++++ RECORDED DATA
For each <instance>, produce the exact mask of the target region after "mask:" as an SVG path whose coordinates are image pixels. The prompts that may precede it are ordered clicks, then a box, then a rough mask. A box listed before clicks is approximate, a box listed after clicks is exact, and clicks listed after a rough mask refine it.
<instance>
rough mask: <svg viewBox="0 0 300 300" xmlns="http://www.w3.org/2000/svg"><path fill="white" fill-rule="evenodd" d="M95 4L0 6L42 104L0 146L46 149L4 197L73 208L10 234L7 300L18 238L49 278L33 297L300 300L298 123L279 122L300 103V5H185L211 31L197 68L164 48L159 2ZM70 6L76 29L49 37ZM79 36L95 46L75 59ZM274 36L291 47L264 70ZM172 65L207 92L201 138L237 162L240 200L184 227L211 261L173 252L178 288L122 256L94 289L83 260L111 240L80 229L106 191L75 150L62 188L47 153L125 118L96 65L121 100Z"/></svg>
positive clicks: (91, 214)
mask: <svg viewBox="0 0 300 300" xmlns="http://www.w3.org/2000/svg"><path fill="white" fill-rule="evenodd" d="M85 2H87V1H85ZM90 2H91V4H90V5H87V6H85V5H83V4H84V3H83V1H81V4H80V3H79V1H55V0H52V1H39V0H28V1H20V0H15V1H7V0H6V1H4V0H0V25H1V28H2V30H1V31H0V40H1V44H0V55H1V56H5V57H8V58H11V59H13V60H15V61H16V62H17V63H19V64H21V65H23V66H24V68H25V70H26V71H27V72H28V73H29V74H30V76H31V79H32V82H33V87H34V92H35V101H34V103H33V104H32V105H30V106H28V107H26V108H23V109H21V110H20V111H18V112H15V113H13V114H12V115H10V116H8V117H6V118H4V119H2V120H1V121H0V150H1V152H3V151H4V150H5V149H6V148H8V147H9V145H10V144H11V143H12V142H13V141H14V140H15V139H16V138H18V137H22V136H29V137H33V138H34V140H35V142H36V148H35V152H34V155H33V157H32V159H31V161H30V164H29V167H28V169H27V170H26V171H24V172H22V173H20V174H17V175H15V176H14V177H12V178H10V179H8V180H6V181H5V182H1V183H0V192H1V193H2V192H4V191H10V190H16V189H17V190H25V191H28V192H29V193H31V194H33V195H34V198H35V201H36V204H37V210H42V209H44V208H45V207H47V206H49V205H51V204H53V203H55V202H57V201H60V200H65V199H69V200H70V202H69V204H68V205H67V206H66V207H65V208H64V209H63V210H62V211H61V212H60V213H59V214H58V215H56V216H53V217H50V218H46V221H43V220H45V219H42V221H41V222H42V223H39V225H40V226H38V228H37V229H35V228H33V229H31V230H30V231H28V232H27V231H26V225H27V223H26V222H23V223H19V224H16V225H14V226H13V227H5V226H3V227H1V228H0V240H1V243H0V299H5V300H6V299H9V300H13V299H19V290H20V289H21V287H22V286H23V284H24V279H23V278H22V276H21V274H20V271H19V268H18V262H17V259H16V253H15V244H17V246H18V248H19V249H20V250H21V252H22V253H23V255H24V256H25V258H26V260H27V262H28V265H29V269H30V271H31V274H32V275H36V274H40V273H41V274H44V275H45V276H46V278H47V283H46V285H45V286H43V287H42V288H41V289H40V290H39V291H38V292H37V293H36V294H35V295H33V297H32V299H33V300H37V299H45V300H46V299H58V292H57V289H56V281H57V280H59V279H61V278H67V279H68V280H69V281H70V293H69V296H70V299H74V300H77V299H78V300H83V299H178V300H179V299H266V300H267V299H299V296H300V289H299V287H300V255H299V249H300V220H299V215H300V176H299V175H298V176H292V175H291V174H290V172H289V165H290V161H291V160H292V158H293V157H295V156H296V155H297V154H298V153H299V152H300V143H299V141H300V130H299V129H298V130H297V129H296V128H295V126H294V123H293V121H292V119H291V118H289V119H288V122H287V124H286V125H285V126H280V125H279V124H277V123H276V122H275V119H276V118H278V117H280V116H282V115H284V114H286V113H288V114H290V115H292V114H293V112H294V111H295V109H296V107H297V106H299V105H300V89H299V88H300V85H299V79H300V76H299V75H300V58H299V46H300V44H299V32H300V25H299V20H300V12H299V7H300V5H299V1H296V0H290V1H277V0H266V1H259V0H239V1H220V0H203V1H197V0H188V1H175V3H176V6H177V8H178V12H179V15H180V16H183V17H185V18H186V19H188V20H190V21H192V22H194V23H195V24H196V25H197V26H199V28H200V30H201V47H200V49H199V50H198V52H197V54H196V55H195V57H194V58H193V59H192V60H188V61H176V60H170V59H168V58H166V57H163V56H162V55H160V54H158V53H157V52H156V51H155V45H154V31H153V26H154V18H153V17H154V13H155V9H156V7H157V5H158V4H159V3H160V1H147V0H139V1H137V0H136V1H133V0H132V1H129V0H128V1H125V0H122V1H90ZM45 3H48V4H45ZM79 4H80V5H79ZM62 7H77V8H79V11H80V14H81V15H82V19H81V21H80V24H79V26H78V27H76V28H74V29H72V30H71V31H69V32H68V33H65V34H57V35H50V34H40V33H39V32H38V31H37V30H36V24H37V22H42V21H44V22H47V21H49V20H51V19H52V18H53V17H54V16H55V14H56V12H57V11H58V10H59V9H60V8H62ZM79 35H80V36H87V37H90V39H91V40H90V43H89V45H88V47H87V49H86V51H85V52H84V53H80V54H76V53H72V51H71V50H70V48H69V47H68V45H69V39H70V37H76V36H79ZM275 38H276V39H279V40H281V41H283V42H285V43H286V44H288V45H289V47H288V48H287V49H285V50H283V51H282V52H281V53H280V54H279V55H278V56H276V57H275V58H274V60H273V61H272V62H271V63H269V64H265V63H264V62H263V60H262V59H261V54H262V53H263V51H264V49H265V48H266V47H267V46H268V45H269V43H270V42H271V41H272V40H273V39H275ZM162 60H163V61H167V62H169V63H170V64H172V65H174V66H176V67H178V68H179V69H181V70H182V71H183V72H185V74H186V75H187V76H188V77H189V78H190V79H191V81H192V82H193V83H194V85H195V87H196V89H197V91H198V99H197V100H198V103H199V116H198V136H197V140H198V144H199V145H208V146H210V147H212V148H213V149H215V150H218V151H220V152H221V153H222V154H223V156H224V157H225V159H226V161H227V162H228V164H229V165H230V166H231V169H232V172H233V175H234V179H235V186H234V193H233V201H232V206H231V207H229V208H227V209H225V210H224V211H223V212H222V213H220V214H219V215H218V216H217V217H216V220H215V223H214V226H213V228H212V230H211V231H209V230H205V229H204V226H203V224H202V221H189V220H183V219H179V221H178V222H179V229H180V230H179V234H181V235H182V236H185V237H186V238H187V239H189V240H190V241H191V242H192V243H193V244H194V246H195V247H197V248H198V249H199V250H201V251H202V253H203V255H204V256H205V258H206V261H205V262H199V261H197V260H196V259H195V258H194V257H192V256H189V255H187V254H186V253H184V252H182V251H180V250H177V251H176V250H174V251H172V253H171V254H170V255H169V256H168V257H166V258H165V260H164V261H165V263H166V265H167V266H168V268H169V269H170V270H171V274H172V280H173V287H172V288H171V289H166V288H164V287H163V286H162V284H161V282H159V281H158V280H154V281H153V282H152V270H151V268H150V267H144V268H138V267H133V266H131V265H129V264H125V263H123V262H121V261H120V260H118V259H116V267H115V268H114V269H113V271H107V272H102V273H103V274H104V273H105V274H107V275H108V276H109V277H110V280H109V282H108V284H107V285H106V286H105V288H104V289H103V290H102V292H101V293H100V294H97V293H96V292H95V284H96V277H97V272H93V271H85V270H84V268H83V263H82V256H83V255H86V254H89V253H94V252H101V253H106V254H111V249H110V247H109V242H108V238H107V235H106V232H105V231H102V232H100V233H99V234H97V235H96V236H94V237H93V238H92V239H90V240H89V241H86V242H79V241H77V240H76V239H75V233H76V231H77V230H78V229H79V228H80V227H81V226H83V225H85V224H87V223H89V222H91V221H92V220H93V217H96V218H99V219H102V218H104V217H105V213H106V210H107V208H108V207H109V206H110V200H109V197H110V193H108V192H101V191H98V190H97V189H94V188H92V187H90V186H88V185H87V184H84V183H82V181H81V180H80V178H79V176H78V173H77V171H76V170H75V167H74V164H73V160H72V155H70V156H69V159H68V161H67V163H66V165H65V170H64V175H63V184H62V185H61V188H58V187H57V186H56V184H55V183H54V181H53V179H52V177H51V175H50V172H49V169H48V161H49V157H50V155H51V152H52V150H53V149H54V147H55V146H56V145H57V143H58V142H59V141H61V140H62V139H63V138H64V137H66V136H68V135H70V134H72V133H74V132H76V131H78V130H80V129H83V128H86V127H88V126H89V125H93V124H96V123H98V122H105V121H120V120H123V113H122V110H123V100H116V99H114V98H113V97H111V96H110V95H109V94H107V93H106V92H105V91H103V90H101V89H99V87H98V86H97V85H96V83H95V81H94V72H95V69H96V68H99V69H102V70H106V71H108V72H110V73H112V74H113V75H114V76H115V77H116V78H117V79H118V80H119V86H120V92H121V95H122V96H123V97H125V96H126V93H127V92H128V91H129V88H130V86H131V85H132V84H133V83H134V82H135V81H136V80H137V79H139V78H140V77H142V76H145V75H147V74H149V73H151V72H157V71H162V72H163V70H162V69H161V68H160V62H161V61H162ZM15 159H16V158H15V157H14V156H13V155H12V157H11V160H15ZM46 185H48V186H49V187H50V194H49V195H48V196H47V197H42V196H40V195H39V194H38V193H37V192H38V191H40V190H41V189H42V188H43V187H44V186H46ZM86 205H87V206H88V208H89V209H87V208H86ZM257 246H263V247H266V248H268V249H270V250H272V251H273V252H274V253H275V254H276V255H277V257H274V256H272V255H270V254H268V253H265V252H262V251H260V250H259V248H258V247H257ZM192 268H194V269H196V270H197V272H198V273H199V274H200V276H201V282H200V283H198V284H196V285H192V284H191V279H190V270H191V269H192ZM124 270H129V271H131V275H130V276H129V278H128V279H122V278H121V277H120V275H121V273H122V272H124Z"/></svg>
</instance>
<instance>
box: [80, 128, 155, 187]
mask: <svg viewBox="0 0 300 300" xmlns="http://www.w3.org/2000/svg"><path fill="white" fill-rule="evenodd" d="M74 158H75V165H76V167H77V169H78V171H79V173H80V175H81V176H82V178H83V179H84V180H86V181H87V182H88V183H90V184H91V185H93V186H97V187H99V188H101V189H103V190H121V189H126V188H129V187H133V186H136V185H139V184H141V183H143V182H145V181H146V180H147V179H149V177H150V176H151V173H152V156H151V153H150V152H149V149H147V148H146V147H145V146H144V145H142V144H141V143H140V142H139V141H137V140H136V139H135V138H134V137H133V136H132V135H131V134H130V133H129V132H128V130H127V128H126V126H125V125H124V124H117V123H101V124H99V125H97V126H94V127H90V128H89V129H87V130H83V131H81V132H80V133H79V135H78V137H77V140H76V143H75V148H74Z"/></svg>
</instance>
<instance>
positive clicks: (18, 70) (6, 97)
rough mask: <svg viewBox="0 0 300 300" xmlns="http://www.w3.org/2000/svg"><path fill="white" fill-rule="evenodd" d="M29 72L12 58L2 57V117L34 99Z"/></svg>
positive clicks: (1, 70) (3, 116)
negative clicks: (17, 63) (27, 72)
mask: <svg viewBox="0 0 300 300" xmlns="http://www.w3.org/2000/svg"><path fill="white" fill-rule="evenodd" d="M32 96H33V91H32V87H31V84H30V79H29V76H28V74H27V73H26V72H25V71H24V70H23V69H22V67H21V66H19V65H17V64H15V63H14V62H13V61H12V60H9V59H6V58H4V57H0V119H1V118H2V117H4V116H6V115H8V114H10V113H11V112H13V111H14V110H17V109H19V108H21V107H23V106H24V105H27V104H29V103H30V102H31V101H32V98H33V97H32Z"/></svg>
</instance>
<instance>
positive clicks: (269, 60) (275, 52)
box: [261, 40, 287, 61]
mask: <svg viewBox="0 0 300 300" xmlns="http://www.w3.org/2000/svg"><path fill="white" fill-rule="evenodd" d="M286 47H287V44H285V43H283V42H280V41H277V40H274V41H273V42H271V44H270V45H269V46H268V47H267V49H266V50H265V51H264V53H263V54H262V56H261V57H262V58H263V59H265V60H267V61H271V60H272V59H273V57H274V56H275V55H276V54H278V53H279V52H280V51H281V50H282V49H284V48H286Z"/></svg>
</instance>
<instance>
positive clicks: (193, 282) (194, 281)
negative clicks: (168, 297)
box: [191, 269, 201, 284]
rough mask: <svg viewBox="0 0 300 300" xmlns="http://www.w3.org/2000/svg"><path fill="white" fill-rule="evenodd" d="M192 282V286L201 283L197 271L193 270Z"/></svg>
++++++++
## PROBLEM TO WORK ON
Set down exactly, and only, the lines from the one with "negative clicks: (17, 63) (27, 72)" to the final line of the data.

## WRITTEN ANSWER
negative clicks: (17, 63) (27, 72)
mask: <svg viewBox="0 0 300 300" xmlns="http://www.w3.org/2000/svg"><path fill="white" fill-rule="evenodd" d="M32 96H33V91H32V87H31V84H30V79H29V76H28V74H27V73H26V72H25V71H24V70H23V69H22V67H21V66H19V65H17V64H15V63H14V62H13V61H12V60H9V59H6V58H4V57H0V119H1V118H2V117H4V116H6V115H8V114H10V113H11V112H13V111H14V110H17V109H19V108H21V107H23V106H24V105H27V104H29V103H30V102H31V101H32V98H33V97H32Z"/></svg>
</instance>
<instance>
positive clicks: (269, 60) (275, 52)
box: [261, 40, 287, 61]
mask: <svg viewBox="0 0 300 300" xmlns="http://www.w3.org/2000/svg"><path fill="white" fill-rule="evenodd" d="M286 47H287V44H285V43H283V42H280V41H277V40H274V41H273V42H271V44H270V45H269V46H268V47H267V49H266V50H265V51H264V53H263V54H262V56H261V57H262V58H263V59H265V60H267V61H271V60H272V59H273V57H274V56H275V55H276V54H278V53H279V52H280V51H281V50H282V49H284V48H286Z"/></svg>
</instance>
<instance>
positive clicks: (193, 282) (194, 281)
negative clicks: (168, 297)
box: [191, 269, 201, 284]
rough mask: <svg viewBox="0 0 300 300" xmlns="http://www.w3.org/2000/svg"><path fill="white" fill-rule="evenodd" d="M192 282V286L201 283L197 271L193 270Z"/></svg>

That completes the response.